[Stored data]
start
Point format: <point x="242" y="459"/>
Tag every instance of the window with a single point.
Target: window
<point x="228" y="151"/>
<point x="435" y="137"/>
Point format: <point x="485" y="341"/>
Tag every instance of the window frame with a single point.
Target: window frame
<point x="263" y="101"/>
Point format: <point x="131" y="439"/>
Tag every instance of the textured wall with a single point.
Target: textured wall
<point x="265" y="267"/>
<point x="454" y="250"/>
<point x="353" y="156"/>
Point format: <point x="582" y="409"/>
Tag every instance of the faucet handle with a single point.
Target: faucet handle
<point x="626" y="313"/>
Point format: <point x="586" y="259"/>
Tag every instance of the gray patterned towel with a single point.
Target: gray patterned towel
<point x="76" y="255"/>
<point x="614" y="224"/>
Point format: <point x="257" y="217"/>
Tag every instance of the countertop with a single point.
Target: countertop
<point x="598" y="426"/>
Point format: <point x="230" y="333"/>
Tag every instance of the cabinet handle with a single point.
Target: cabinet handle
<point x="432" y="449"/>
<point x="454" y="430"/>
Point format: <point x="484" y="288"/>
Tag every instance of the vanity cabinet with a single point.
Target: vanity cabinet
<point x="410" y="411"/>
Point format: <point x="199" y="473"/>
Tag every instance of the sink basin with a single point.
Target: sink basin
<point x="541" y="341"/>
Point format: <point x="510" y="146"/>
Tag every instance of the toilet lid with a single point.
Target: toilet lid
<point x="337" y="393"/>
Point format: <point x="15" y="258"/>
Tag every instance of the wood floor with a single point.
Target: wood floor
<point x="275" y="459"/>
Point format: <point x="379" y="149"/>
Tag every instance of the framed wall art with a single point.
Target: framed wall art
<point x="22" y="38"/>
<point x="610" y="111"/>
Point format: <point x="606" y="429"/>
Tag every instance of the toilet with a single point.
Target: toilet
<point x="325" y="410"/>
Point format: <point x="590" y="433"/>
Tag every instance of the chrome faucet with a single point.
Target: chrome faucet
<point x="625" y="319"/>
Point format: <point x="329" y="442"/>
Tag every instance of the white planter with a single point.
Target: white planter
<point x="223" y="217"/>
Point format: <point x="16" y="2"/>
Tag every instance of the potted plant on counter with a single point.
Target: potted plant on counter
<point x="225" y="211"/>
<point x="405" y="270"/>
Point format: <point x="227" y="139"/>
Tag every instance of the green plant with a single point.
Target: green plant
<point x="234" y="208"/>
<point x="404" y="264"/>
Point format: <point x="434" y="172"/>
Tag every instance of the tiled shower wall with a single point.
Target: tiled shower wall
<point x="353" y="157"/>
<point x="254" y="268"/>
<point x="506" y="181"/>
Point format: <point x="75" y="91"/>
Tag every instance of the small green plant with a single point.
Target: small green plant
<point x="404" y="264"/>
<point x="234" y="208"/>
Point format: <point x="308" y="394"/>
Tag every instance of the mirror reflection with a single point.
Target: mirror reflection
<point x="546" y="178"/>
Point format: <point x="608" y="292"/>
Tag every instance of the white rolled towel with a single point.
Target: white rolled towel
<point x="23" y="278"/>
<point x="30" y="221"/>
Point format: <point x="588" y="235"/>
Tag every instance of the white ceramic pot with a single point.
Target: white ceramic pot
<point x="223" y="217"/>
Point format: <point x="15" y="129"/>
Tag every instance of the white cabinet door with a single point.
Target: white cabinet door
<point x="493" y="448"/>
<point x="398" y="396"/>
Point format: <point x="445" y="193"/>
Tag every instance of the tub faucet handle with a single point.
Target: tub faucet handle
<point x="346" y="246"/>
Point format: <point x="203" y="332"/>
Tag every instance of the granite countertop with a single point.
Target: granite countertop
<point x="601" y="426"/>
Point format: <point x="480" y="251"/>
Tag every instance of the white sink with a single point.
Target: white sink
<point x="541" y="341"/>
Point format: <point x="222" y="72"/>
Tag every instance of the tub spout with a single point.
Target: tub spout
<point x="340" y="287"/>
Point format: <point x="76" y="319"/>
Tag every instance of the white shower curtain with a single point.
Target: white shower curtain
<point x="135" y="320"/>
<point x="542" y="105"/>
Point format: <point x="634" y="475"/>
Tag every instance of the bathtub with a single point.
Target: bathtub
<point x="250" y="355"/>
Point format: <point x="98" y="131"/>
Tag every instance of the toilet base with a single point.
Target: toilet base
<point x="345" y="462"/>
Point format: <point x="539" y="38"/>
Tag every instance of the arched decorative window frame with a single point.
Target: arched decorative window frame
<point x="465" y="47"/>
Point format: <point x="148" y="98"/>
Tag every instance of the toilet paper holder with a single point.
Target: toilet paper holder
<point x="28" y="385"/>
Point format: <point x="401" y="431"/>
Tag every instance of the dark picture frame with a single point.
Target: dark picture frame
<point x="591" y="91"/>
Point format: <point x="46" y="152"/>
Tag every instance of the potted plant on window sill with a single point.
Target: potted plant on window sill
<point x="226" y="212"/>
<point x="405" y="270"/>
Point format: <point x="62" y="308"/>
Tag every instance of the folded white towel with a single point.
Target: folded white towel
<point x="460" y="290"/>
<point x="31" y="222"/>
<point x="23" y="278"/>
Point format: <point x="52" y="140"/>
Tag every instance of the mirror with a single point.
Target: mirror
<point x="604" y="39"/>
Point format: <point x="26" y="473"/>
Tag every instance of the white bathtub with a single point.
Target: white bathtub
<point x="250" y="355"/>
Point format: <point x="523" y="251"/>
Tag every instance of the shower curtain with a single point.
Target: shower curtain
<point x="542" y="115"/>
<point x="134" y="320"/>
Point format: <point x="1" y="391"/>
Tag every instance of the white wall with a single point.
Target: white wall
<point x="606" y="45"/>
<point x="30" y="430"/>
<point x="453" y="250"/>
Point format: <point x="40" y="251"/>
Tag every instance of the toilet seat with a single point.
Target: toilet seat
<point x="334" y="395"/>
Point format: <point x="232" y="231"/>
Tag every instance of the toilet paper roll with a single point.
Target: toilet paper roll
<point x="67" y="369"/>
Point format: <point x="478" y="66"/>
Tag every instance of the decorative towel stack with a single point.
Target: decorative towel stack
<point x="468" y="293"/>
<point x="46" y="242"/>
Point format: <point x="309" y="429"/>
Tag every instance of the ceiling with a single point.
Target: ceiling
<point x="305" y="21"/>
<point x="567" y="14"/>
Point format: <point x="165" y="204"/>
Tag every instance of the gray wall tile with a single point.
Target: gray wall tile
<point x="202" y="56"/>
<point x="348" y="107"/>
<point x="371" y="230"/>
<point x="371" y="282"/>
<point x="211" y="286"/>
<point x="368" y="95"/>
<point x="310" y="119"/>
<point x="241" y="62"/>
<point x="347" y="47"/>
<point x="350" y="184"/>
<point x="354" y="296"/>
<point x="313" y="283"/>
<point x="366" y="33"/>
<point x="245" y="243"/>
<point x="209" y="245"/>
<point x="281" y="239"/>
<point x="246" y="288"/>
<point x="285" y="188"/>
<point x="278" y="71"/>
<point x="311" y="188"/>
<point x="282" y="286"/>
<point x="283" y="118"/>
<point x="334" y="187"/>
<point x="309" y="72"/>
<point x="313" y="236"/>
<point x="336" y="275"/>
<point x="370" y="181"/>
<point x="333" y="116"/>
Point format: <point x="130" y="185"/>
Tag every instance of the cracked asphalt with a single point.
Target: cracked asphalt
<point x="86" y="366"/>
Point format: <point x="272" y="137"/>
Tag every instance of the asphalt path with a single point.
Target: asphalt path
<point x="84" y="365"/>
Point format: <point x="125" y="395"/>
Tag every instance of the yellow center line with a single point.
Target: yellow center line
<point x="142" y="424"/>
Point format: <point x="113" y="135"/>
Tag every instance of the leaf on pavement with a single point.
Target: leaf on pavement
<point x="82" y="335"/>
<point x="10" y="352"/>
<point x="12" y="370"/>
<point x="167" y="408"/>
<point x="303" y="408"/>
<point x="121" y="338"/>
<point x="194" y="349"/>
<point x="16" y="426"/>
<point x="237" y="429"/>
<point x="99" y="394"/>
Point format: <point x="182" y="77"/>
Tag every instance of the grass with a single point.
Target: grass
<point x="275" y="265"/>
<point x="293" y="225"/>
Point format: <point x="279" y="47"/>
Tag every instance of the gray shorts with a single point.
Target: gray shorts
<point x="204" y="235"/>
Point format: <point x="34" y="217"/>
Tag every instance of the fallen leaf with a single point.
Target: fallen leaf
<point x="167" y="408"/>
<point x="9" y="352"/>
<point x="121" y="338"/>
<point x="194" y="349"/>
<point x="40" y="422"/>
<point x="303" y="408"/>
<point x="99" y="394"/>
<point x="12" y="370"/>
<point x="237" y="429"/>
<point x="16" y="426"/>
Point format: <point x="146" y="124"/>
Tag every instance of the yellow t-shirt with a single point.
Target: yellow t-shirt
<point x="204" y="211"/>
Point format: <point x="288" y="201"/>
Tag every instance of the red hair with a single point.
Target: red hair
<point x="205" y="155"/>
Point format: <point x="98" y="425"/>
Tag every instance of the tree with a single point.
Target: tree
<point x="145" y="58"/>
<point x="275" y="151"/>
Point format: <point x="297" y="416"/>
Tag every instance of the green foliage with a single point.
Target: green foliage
end
Identify every line in the rows above that contains the string "grass", matching case exactly, and copy each such line in full.

Tag every instance of the grass with a single point.
Target: grass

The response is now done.